Written request — Can you reproduce the stretch of the listing below from the line containing "Mark one point per instance of the wooden table in" through the line containing "x=554, y=76", copying every line exactly?

Exercise inputs —
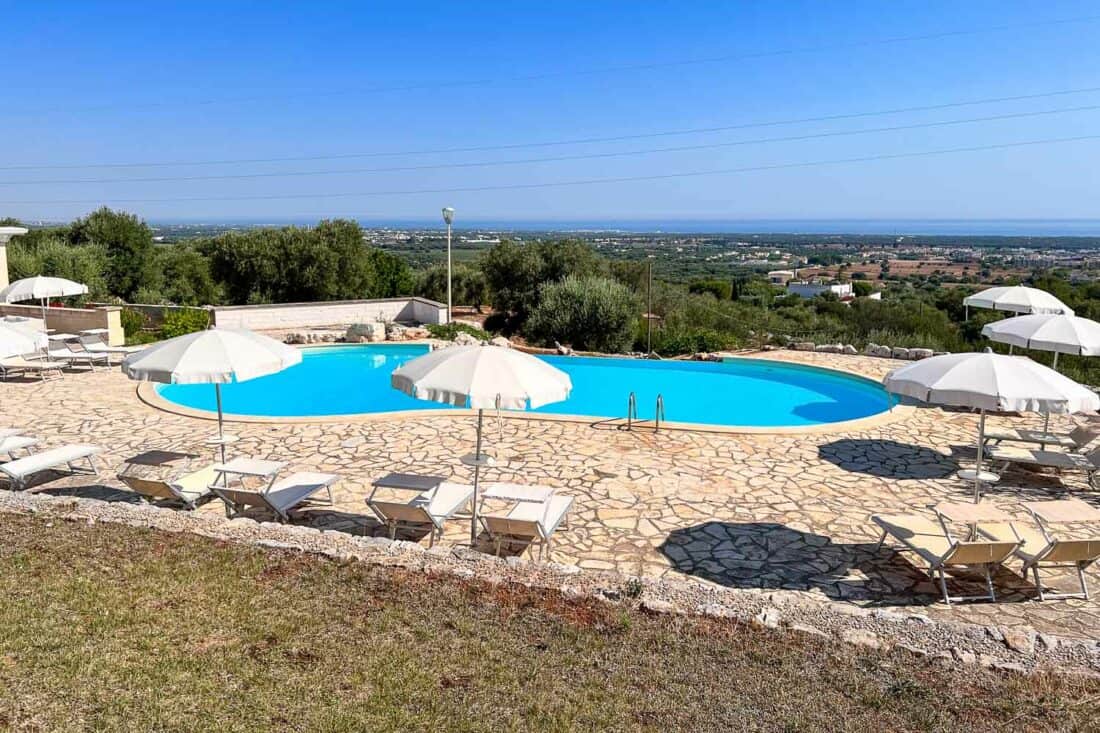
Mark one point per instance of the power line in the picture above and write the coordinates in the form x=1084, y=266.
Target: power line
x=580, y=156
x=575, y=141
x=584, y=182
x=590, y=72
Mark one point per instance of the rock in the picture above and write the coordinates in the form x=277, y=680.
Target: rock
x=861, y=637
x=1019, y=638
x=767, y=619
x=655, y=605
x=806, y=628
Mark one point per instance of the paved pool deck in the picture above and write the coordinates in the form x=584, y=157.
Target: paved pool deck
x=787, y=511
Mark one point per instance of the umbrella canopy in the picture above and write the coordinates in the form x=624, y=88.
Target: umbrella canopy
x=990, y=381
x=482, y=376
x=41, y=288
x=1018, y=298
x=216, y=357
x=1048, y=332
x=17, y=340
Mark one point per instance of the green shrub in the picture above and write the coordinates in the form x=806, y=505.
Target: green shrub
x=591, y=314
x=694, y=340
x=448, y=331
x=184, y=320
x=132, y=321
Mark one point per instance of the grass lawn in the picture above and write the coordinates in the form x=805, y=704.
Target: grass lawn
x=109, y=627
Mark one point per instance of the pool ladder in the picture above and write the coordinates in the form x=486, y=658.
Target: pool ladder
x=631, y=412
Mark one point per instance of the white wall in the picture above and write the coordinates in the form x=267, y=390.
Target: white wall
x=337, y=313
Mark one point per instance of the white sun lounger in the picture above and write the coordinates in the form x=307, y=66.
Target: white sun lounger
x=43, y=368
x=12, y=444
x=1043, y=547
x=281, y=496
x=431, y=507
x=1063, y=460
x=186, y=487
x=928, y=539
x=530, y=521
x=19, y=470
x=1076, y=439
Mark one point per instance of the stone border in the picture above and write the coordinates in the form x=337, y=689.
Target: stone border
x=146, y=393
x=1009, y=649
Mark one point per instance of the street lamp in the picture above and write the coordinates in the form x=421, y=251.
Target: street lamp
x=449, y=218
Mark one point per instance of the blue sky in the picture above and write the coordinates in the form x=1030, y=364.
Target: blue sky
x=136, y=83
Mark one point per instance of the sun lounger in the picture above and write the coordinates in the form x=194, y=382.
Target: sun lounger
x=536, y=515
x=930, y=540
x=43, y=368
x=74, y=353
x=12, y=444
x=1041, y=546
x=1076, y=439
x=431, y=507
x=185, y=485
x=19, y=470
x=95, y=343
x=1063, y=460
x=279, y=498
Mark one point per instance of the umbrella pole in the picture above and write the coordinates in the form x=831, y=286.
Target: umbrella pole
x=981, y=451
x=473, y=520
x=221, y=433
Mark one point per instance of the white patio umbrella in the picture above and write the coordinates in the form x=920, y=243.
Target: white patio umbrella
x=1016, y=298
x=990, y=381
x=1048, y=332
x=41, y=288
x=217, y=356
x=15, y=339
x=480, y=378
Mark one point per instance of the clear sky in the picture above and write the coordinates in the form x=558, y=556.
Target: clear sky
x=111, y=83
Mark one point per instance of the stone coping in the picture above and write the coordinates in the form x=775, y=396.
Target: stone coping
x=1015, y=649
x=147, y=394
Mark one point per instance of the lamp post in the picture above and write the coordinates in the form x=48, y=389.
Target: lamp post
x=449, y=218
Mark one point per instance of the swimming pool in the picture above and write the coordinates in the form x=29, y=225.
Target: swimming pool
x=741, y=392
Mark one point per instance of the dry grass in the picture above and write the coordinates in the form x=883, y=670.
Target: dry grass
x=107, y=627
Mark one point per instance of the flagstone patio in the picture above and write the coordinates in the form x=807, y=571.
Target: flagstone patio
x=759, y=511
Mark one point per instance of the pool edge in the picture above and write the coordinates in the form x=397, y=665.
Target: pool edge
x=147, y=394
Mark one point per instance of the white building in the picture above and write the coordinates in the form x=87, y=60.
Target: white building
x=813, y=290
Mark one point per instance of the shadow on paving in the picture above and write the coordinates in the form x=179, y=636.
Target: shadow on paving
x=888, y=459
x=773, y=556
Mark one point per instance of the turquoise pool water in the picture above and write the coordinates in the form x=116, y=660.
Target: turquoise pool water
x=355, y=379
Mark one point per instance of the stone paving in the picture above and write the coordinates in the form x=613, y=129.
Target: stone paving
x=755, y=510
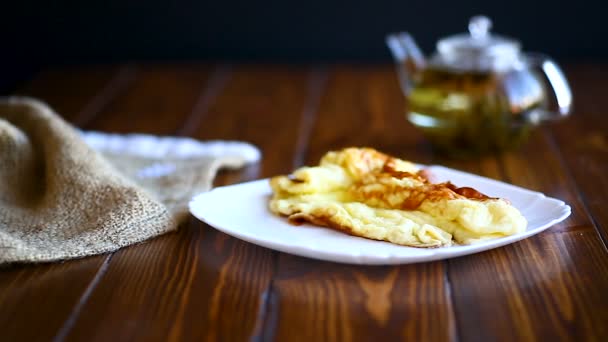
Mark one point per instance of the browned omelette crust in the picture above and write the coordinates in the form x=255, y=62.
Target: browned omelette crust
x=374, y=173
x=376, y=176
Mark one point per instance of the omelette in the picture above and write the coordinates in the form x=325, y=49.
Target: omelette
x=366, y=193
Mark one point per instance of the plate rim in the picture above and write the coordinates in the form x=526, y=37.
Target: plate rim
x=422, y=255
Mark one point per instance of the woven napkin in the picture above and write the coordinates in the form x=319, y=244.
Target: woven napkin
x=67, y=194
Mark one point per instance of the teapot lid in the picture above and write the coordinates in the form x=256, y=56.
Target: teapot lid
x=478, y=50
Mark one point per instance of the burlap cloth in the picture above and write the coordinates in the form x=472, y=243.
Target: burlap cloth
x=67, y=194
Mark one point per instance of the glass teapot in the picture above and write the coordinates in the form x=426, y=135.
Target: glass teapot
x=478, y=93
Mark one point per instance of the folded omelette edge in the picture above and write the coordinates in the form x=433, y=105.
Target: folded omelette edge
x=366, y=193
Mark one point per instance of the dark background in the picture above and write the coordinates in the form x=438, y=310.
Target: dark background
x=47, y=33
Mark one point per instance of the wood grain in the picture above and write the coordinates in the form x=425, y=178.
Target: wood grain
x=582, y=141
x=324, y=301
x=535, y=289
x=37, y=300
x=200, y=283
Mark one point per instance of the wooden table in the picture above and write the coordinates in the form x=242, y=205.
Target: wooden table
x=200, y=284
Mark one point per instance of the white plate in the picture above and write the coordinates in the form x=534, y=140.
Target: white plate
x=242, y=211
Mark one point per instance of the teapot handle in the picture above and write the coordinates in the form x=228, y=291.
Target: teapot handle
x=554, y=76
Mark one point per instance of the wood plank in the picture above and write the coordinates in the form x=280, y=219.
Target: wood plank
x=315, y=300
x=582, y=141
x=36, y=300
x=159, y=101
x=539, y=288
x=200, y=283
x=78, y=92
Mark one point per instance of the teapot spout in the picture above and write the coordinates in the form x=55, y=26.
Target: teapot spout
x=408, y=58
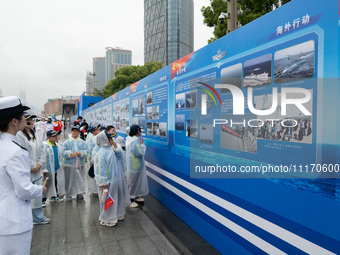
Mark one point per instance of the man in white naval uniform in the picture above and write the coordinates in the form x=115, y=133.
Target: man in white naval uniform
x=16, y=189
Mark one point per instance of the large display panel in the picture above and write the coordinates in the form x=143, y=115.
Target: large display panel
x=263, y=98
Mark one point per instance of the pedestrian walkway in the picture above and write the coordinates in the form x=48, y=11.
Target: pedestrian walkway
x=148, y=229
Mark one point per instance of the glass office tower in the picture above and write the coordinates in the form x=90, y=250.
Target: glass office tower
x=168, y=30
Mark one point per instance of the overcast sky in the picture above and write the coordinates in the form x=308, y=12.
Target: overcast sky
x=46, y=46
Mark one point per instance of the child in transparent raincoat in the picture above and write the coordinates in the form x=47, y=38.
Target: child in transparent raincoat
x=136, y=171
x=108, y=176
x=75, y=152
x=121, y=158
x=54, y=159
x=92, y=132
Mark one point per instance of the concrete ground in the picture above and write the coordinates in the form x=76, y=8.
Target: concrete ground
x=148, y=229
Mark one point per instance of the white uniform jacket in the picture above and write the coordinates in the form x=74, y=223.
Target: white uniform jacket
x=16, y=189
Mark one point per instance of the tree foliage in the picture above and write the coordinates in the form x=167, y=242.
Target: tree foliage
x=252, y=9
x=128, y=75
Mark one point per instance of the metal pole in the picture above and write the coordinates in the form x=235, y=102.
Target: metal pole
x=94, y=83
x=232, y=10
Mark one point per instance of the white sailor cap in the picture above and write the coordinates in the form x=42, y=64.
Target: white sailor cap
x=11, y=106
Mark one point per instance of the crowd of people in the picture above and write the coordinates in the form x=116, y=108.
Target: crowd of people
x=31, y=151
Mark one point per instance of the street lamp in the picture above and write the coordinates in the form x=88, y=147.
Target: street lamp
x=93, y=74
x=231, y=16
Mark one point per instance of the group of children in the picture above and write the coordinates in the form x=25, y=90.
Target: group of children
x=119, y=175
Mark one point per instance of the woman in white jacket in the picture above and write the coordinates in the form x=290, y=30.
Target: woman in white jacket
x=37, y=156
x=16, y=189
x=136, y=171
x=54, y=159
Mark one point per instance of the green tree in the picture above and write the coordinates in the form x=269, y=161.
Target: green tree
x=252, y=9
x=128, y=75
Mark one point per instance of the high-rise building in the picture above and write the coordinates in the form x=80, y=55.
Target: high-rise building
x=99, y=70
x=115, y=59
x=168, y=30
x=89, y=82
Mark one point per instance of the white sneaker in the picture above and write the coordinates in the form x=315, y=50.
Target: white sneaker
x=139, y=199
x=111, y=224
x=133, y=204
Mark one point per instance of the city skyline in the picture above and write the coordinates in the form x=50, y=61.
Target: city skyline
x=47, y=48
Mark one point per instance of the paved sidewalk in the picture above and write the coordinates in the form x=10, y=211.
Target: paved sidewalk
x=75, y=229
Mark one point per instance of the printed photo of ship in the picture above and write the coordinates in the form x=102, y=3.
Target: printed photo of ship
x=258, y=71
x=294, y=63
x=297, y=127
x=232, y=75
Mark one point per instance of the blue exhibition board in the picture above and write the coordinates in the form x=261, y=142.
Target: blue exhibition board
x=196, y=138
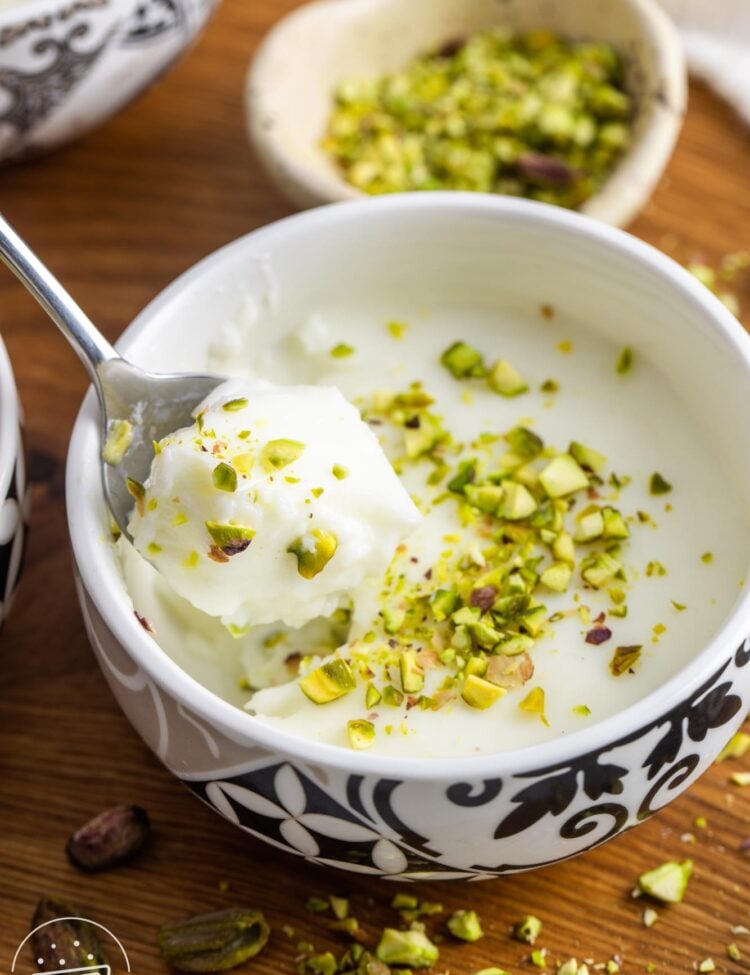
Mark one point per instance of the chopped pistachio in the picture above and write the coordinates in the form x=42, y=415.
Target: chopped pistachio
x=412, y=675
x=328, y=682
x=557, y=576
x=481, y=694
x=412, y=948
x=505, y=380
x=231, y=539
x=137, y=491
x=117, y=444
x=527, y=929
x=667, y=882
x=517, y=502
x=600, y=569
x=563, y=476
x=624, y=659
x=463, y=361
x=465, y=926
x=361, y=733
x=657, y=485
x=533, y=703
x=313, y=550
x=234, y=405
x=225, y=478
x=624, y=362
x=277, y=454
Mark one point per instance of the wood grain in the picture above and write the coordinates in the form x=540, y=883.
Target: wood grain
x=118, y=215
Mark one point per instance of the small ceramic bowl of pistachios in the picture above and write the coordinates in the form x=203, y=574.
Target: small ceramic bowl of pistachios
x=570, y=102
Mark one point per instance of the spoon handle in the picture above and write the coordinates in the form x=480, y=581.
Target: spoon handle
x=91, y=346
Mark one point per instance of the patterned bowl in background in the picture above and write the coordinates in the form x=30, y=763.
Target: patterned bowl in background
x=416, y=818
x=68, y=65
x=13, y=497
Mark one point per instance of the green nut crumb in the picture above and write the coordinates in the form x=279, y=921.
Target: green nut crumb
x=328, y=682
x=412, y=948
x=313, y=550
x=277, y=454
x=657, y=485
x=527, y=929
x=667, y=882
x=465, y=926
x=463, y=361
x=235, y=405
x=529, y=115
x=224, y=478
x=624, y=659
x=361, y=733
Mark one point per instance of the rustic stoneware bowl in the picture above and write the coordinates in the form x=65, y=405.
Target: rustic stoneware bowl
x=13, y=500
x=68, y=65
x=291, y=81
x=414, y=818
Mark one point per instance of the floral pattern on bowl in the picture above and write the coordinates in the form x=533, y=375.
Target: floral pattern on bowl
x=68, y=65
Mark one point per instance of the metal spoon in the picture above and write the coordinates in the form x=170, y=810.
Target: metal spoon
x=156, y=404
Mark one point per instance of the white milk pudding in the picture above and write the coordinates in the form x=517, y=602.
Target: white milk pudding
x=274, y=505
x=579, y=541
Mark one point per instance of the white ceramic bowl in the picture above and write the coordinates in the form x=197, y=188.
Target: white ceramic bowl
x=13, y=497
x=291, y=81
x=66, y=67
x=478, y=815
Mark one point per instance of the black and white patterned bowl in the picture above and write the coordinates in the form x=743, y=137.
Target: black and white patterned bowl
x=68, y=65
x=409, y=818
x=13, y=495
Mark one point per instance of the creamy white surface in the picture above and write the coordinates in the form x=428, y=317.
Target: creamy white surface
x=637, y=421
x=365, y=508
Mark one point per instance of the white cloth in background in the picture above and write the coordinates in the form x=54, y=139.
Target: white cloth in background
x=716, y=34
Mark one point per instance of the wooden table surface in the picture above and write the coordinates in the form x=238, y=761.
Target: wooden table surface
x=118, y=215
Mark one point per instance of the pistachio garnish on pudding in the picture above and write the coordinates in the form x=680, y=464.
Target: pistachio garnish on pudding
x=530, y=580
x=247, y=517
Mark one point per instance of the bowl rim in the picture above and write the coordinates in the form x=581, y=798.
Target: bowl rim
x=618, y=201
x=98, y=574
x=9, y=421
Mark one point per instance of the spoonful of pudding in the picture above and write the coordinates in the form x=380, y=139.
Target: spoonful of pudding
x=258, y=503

Written answer —
Mark one point per instance of the wooden table in the picture above and write the coordinates in the form x=242, y=205.
Target: wooden table
x=200, y=284
Mark one point per instance of the white plate in the picture above and write the coordinates in the form x=534, y=140.
Target: white plate
x=242, y=211
Mark one point per instance of the teapot handle in the picture above and write the coordinates in the form x=228, y=291.
Target: teapot handle
x=554, y=76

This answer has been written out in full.